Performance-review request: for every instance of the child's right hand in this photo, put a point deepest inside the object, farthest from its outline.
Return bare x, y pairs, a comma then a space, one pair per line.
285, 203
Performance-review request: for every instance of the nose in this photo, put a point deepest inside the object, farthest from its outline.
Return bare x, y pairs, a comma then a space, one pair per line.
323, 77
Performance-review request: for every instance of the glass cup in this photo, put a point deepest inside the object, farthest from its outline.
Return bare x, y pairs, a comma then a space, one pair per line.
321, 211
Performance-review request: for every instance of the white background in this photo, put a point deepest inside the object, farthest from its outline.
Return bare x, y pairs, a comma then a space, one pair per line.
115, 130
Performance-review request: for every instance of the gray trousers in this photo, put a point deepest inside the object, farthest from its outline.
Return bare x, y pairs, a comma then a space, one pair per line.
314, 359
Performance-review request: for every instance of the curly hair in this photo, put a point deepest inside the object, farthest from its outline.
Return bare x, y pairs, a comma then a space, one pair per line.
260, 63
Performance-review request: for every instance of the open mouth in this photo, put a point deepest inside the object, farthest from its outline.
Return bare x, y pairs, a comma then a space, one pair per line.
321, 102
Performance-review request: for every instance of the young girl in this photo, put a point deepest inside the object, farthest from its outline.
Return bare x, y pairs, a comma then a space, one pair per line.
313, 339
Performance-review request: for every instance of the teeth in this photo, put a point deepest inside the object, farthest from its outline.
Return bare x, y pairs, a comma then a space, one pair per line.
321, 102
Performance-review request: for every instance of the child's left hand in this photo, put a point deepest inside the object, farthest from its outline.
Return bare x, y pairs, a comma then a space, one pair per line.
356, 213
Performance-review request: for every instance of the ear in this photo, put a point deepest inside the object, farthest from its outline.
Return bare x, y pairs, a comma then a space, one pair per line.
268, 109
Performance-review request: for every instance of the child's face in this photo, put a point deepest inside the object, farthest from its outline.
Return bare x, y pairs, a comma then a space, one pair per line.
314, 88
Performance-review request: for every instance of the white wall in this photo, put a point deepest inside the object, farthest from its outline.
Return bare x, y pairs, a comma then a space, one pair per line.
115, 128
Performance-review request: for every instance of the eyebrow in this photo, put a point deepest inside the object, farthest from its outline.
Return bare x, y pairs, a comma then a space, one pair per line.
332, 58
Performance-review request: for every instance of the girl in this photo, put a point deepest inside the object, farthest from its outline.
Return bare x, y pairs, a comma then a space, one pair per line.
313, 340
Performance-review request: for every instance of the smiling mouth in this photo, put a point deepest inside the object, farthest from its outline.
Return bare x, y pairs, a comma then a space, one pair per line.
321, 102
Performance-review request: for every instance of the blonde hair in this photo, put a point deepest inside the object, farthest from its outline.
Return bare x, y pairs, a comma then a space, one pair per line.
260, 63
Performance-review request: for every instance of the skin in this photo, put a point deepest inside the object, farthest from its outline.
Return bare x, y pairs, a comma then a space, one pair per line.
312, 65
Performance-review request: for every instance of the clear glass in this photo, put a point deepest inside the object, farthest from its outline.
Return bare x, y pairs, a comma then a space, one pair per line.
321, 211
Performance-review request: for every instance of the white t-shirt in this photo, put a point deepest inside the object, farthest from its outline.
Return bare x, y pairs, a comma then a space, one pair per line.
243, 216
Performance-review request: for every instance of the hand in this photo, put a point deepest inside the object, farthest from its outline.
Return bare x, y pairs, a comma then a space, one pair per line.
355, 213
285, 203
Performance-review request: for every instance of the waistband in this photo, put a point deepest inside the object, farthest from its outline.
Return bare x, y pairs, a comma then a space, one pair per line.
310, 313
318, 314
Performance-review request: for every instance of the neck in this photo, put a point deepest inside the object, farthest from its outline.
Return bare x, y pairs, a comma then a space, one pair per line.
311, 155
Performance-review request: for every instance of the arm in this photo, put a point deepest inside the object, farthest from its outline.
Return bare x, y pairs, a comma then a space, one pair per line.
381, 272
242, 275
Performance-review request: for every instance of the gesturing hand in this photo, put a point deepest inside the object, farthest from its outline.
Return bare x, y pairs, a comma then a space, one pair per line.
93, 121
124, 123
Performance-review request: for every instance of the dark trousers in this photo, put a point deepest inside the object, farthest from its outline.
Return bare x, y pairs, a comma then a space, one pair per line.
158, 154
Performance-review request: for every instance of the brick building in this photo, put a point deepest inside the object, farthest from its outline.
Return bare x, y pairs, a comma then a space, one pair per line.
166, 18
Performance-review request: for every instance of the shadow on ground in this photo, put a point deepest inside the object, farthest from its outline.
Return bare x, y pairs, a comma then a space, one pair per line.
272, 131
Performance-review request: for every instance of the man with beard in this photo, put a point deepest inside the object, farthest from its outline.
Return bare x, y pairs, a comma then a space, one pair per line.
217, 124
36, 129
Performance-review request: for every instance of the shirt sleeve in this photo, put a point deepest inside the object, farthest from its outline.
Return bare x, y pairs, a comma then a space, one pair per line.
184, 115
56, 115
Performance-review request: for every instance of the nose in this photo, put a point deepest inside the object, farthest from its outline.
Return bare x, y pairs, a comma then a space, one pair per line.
=-=-=-=-=
**What the task asks:**
Turn every line of the rows above into a Markdown table with two columns, Number and Line. Number the lines in order and leave out blank lines.

**Answer in full:**
| Number | Line |
|---|---|
| 1 | Performance-review request: for every instance of the child's right hand in this photo, put a point deepest inside the object, farthest from its outline. |
| 2 | Return bare x, y pairs, a comma then a space, one pair per line. |
| 3 | 285, 203 |
| 4 | Performance-review request: for every instance of the nose in this photo, put a point deepest inside the object, farthest from its outline. |
| 5 | Return bare x, y pairs, a comma then a space, one pair per line. |
| 6 | 323, 77 |
| 7 | Performance-review request: for every instance of the glass cup in this photo, put a point deepest inside the object, farthest from its outline. |
| 8 | Return bare x, y pairs, a comma then a space, one pair per line. |
| 9 | 321, 211 |
| 10 | Performance-review request: for every instance of the white background in this photo, put a point deepest inside the object, farthest from its outline. |
| 11 | Return bare x, y pairs, a comma then a space, one pair per line. |
| 12 | 115, 130 |
| 13 | Performance-review request: for every instance of the gray trousers in this photo, put a point deepest inside the object, farthest from its outline. |
| 14 | Return bare x, y pairs, a comma then a space, one pair per line. |
| 15 | 314, 359 |
| 16 | Performance-review request: for every instance of the curly hair in this photo, put a point deepest inside the object, farthest from its outline. |
| 17 | Return bare x, y pairs, a comma then a space, one pair per line. |
| 18 | 260, 63 |
| 19 | Performance-review request: for every instance of the open mouth in this photo, put a point deepest inside the object, farthest from its outline. |
| 20 | Return bare x, y pairs, a comma then a space, one pair per line. |
| 21 | 321, 102 |
| 22 | Performance-review request: for every instance of the young girl in this photo, put a point deepest inside the object, farthest from its outline. |
| 23 | Return bare x, y pairs, a comma then a space, one pair per line. |
| 24 | 313, 339 |
| 25 | Performance-review request: for every instance of the teeth in this photo, put a point deepest inside the object, farthest from its outline. |
| 26 | Return bare x, y pairs, a comma then a space, one pair per line. |
| 27 | 321, 102 |
| 28 | Performance-review request: for every instance of the child's left hand in this photo, put a point deepest inside the object, farthest from its outline. |
| 29 | Return bare x, y pairs, a comma then a space, one pair per line. |
| 30 | 356, 213 |
| 31 | Performance-review request: for every instance of the ear in this photo, put a point deepest inside the object, farthest from its outline. |
| 32 | Return bare x, y pairs, a comma then a space, one pair per line. |
| 33 | 268, 109 |
| 34 | Performance-review request: for every instance of the child's face in this photo, put a point deepest inside the object, farthest from its outline. |
| 35 | Return bare x, y pairs, a comma then a space, one pair per line. |
| 36 | 314, 88 |
| 37 | Performance-review request: for every instance of the white wall in this photo, put a point deepest inside the object, farthest from its outline. |
| 38 | Return bare x, y pairs, a comma then a space, one pair per line. |
| 39 | 115, 128 |
| 40 | Performance-review request: for every instance of the eyebrow in this photo, put a point deepest inside the object, farthest from its outline. |
| 41 | Return bare x, y pairs, a comma then a space, one pair per line. |
| 42 | 332, 58 |
| 43 | Performance-review request: for every instance of the girl in this photo, put a point deepest inside the object, farthest from its outline. |
| 44 | Return bare x, y pairs, a comma then a space, one pair per line. |
| 45 | 313, 340 |
| 46 | Performance-review request: for every instance of the smiling mouth in this photo, put a point deepest inside the object, farthest from its outline. |
| 47 | Return bare x, y pairs, a comma then a space, one pair per line. |
| 48 | 321, 102 |
| 49 | Performance-review request: for every instance of the blonde hair in this photo, put a point deepest inside the object, farthest from its outline. |
| 50 | Return bare x, y pairs, a comma then a space, one pair per line. |
| 51 | 260, 63 |
| 52 | Performance-review request: for every instance of the skin in this photo, put a point deepest inside the object, farthest from its outline. |
| 53 | Return bare x, y pairs, a comma then a space, one pair per line. |
| 54 | 312, 65 |
| 55 | Performance-review request: for every instance of the clear glass in this photo, put a point deepest inside the object, farthest from its outline. |
| 56 | Return bare x, y pairs, a comma then a space, one pair per line. |
| 57 | 321, 211 |
| 58 | Performance-review request: for every instance of the white t-shirt in this photo, put a point deepest inside the object, farthest from its outline. |
| 59 | Return bare x, y pairs, a comma then a space, one pair per line. |
| 60 | 243, 216 |
| 61 | Performance-review request: for every instance of the hand in this photo, put a point deepest inside the object, farthest from its outline. |
| 62 | Return bare x, y pairs, a comma then a space, one pair per line. |
| 63 | 355, 213 |
| 64 | 285, 203 |
| 65 | Performance-review request: for every instance of the waistband in this photo, put a point deepest inside the object, farthest from its outline. |
| 66 | Return bare x, y pairs, a comma then a space, one pair per line. |
| 67 | 310, 313 |
| 68 | 318, 314 |
| 69 | Performance-review request: for every instance of the neck in this photo, put a point deepest inside the object, farthest from its outline. |
| 70 | Return bare x, y pairs, a comma then a space, one pair per line. |
| 71 | 311, 155 |
| 72 | Performance-review request: for every instance of the arm in this photo, put a point deepest inside the object, farthest from its outline. |
| 73 | Return bare x, y pairs, a comma then a space, one pair per line. |
| 74 | 381, 272 |
| 75 | 242, 275 |
| 76 | Performance-review request: for every instance of the gesturing hand in this photo, put a point deepest inside the object, farthest from its outline. |
| 77 | Return bare x, y pairs, a comma then a space, one pair per line. |
| 78 | 93, 121 |
| 79 | 124, 123 |
| 80 | Performance-review request: for every instance of the dark trousers in this photo, put a point deepest inside the object, farthest from its outline. |
| 81 | Return bare x, y pairs, a comma then a space, one pair per line. |
| 82 | 158, 154 |
| 83 | Performance-review request: for every instance of the brick building in this photo, put a point deepest inside the object, farthest from its outline. |
| 84 | Return bare x, y pairs, a comma then a space, one pair per line. |
| 85 | 166, 18 |
| 86 | Performance-review request: for every instance of the shadow on ground in this photo, put a point deepest inside the object, farthest from its outline. |
| 87 | Return bare x, y pairs, a comma then a space, one pair per line. |
| 88 | 272, 131 |
| 89 | Performance-review request: for every instance of the man with beard in this photo, put a point deepest inside the object, farthest from its outline. |
| 90 | Return bare x, y pairs, a comma then a space, one pair per line. |
| 91 | 217, 124 |
| 92 | 36, 129 |
| 93 | Performance-review request: for every instance of the shirt sleeve in this photo, put a point deepest inside the object, farthest from its outline. |
| 94 | Return bare x, y pairs, a comma then a space, one pair per line. |
| 95 | 184, 115 |
| 96 | 56, 115 |
| 97 | Performance-review request: for every instance of the nose in this photo, put a point deepest inside the object, farthest from its outline. |
| 98 | Return bare x, y pairs, a comma then a space, one pair per line. |